— START OF Material provided —

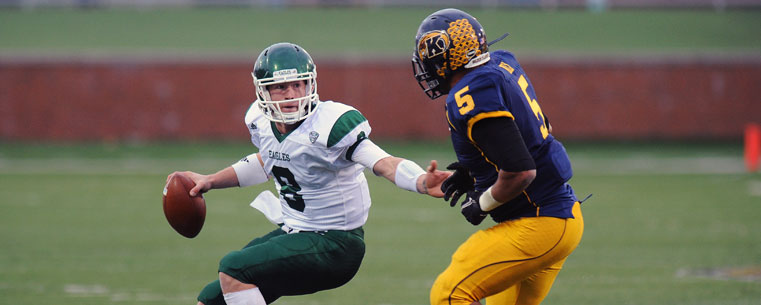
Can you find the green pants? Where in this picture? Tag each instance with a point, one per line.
(292, 264)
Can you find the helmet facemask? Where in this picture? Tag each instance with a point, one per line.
(284, 63)
(272, 110)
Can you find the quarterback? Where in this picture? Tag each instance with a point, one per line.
(316, 152)
(509, 167)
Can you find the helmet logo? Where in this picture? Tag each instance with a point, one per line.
(285, 73)
(313, 136)
(433, 44)
(465, 43)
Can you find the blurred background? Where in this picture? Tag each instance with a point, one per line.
(657, 102)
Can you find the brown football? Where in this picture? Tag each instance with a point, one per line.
(185, 214)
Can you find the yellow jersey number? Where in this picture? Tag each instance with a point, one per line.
(464, 102)
(534, 107)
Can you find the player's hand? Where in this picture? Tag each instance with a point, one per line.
(202, 182)
(433, 179)
(471, 208)
(458, 184)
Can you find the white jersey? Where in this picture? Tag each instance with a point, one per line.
(319, 187)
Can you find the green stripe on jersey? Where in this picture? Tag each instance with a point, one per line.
(346, 123)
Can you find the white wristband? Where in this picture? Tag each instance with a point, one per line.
(250, 171)
(407, 173)
(488, 202)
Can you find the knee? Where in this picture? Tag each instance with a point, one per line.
(445, 294)
(230, 263)
(211, 294)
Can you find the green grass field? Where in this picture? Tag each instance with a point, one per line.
(83, 224)
(370, 32)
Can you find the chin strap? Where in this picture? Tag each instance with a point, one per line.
(498, 39)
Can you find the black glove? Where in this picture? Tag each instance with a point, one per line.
(471, 208)
(457, 184)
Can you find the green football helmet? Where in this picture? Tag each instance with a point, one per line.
(280, 63)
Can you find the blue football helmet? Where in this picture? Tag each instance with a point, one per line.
(447, 41)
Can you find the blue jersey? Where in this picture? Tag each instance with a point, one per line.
(500, 88)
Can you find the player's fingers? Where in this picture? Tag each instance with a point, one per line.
(448, 190)
(455, 197)
(194, 191)
(453, 165)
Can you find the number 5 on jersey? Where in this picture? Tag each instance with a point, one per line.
(534, 107)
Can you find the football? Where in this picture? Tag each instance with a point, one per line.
(185, 214)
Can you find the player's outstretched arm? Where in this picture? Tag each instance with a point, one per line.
(247, 171)
(409, 176)
(402, 172)
(203, 183)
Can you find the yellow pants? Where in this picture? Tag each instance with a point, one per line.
(513, 262)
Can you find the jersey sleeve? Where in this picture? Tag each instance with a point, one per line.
(480, 99)
(253, 120)
(348, 132)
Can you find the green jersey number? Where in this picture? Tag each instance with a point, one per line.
(289, 188)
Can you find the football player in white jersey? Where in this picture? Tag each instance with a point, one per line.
(316, 151)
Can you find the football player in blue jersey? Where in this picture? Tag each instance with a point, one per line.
(509, 167)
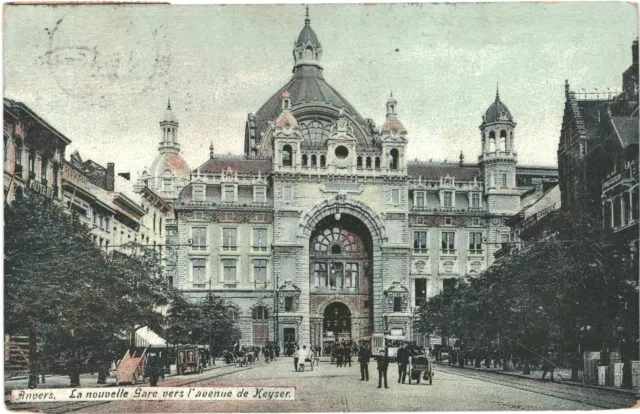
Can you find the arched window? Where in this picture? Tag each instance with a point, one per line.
(260, 313)
(393, 159)
(286, 156)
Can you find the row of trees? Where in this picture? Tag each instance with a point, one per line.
(62, 290)
(578, 291)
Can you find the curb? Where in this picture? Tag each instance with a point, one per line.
(570, 383)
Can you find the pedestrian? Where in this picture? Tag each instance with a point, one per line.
(547, 365)
(347, 355)
(296, 357)
(363, 358)
(404, 356)
(383, 366)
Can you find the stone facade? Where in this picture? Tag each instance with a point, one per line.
(326, 225)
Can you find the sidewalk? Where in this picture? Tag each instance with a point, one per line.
(560, 376)
(86, 381)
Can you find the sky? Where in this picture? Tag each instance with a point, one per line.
(102, 74)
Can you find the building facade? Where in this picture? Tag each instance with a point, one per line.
(33, 153)
(598, 154)
(325, 230)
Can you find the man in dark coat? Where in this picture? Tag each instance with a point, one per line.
(346, 351)
(339, 356)
(404, 356)
(363, 358)
(383, 366)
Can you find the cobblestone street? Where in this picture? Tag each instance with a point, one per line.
(333, 389)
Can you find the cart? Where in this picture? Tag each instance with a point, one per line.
(188, 360)
(420, 366)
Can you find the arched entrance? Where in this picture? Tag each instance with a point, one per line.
(337, 321)
(340, 280)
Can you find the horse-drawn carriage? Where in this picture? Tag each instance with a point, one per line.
(189, 360)
(421, 367)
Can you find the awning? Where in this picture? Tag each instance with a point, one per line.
(146, 337)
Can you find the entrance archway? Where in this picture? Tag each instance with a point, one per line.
(337, 321)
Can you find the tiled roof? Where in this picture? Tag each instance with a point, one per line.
(241, 165)
(433, 171)
(627, 129)
(393, 123)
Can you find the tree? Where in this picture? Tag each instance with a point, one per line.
(59, 283)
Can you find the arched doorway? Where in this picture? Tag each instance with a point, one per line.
(340, 281)
(337, 321)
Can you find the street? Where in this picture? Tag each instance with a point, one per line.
(333, 389)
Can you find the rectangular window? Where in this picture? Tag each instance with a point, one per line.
(475, 242)
(229, 193)
(229, 272)
(260, 270)
(260, 194)
(260, 240)
(198, 192)
(198, 269)
(167, 185)
(420, 290)
(229, 239)
(336, 275)
(199, 238)
(397, 304)
(287, 193)
(351, 275)
(448, 199)
(419, 199)
(504, 239)
(395, 196)
(419, 241)
(448, 242)
(475, 200)
(320, 274)
(288, 304)
(44, 164)
(448, 283)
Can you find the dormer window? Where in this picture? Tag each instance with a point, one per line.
(259, 194)
(286, 156)
(229, 193)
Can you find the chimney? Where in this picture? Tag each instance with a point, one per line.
(110, 177)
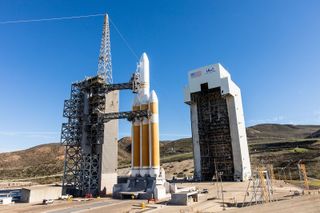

— END OF Material provided —

Goal
Rewrite all the items above, changing "instance" to "occurrence" and keeping everything else the same. Leave the pictures out.

Exercise result
Can you find the green pants? Where in this picture? Tag each occurrence with a point, one per line.
(292, 264)
Can you find the helmet facemask? Where in this picture? Tag each occurrence with a point, one per line.
(284, 63)
(272, 110)
Can you find the quarterback? Where in this picture? Tag each occurrence with a point, one per line.
(316, 152)
(509, 167)
Can you find the helmet logo? Where in this picture? Tag each occurrence with a point, one per line.
(285, 73)
(313, 136)
(433, 44)
(465, 43)
Can you find the blurred background? Where in this picture? Tag each occurrence with a point, one per line.
(657, 102)
Can you find the brown football? Where in this picture? Tag each occurrence with a point, one per line.
(185, 214)
Can you find the yellow jersey number? Where in this picture? Tag each occurrence with a point, one per line.
(464, 102)
(534, 107)
Can you find the player's hand? Where in this picture? Tag each occurrence with a point, one per line.
(202, 182)
(433, 179)
(471, 208)
(458, 184)
Can you find the white jersey? Where in this picture? Tag each occurrence with a point, one per line.
(319, 187)
Can you find the green stripe on jersey? Where in this picture? Tag each occurrence with a point, one per line.
(346, 123)
Can you find the white wristband? Where in this picture? Tag each occurrence with a point, one per line.
(250, 171)
(407, 173)
(488, 202)
Can you find the knee? Where in this picture? Tag each occurrence with a point, one per line.
(445, 294)
(230, 263)
(211, 294)
Can you find the green grass field? Where in this picture? Tag each occurrence with a point, one per line.
(83, 224)
(370, 32)
Can you find the chin strap? Where in this picture? Tag each occurrence with a point, one per line.
(498, 39)
Can you find the black glove? Where in this picture? Tag each occurrence with a point, one per line.
(471, 208)
(457, 184)
Can you find the green football helmet? Where in this picture? Tag each occurrence with a point, one per line.
(280, 63)
Can you find the blue football helmet? Where in this picture? Tag each occurrence with a point, one per line.
(447, 41)
Can you find the blue jersey? Where in this picture? Tag each occurrence with a point, one per line.
(500, 88)
Can you find the player's fingers? Where in this picture? Tag each occurrence with a point, one per line.
(448, 190)
(455, 197)
(194, 191)
(453, 165)
Can you find the number 5 on jersey? Where in this picture? Tag each occurrence with a point, one per line.
(534, 107)
Can you find the football? Where in this picture? Tag each occurrence with a point, one per line.
(185, 214)
Can you find the player's outstretched arm? Where in this picture? Tag each occurrence with a point, one per line.
(247, 171)
(409, 176)
(402, 172)
(203, 183)
Can you find the yellow pants? Where in this picture? Tag each occurrence with a point, one per line.
(513, 262)
Can you find the jersey sleeve? Where in this picture? Tag each occurrence with a point, one per line.
(480, 99)
(253, 120)
(348, 132)
Can you find the green jersey number? Where in this picture? Tag each occurrence with a point, one per line.
(289, 188)
Can you find the football player in white jersey? Where in this picture? Tag each occurrence with a point, one per line.
(316, 151)
Can you find the football player in blue jersey? Where in this picture? Tag each occurrence with a point, one per line.
(509, 167)
Can you find the arched window? Where in this picture? Tag each occurrence with a point, one per line.
(260, 313)
(393, 159)
(286, 156)
Can you find the row of trees? Where in this picture? Tag each occurrence with a point, one per line.
(62, 290)
(578, 291)
Can you find the curb? Where in this picture? Tag each occurrence with a point, one per line.
(570, 383)
Can you find the pedestrian? Where in this picture? Tag each occurrence with a point, one per line.
(547, 365)
(347, 355)
(296, 357)
(363, 358)
(404, 356)
(383, 366)
Can you find the stone facade? Where in this picture? Tag each occurrence with a point, one per line.
(326, 225)
Can you find the sidewalk? Where in this picture? Tag each occurrence with a point, one per line.
(560, 376)
(86, 381)
Can you find the sky? Where in this picture? Tag each occurrence with a point, one per line.
(102, 74)
Can you find the building facade? Where in this picture? Tag each occurrence with a point, one per line.
(33, 153)
(598, 154)
(325, 230)
Can you find the man in dark coat? Where in this picture? Tag each occurrence with a point, one per line.
(346, 351)
(339, 356)
(404, 356)
(363, 358)
(383, 366)
Can you find the cobblestone street? Where in this picture? Tag each occurrence with a point, one per line.
(333, 389)
Can you find the cart? Where in this picture? Tag each occurrence with a point, one per line.
(188, 360)
(420, 366)
Can you find the arched entrance? Where in this picture? Tag each occurrence with a point, one per line.
(337, 321)
(340, 280)
Can you find the horse-drawn carriage? Where in this picture? Tag each occurrence with a point, one per line.
(189, 360)
(421, 367)
Can you find the awning? Where in this picture? Tag each occurrence with a point, one per line.
(146, 337)
Can you find the entrance archway? Where in this picture? Tag each occurrence with a point, one per line.
(337, 321)
Can you find the tiled roof? Where in this picture? Tag each occurrence with a point, one per line.
(241, 165)
(433, 171)
(627, 129)
(393, 123)
Can you find the tree? Where in this picture? Tag each occurrence with a point, one per line.
(59, 283)
Can you find the arched doorway? Where in this picture? Tag each occurrence with a point, one per line.
(340, 281)
(337, 321)
Can you find the street? Where in this picture? Tag each occurrence with a point, one per line.
(333, 389)
Can you find the rectangular window? Where in this picture? Tag each occurrence with a point, one per line.
(475, 242)
(229, 193)
(229, 272)
(260, 270)
(260, 194)
(260, 240)
(198, 192)
(198, 269)
(167, 185)
(420, 290)
(229, 239)
(336, 275)
(199, 238)
(397, 304)
(287, 193)
(351, 275)
(448, 199)
(419, 199)
(504, 239)
(395, 196)
(419, 241)
(448, 242)
(475, 200)
(320, 274)
(288, 304)
(44, 164)
(448, 283)
Can you find the dormer window? Where in this picture? Tag each occurrence with a point, one per line.
(259, 194)
(286, 156)
(229, 193)
Can you find the chimney? Where in this picture? Tag each occurrence with a point, one per line.
(110, 177)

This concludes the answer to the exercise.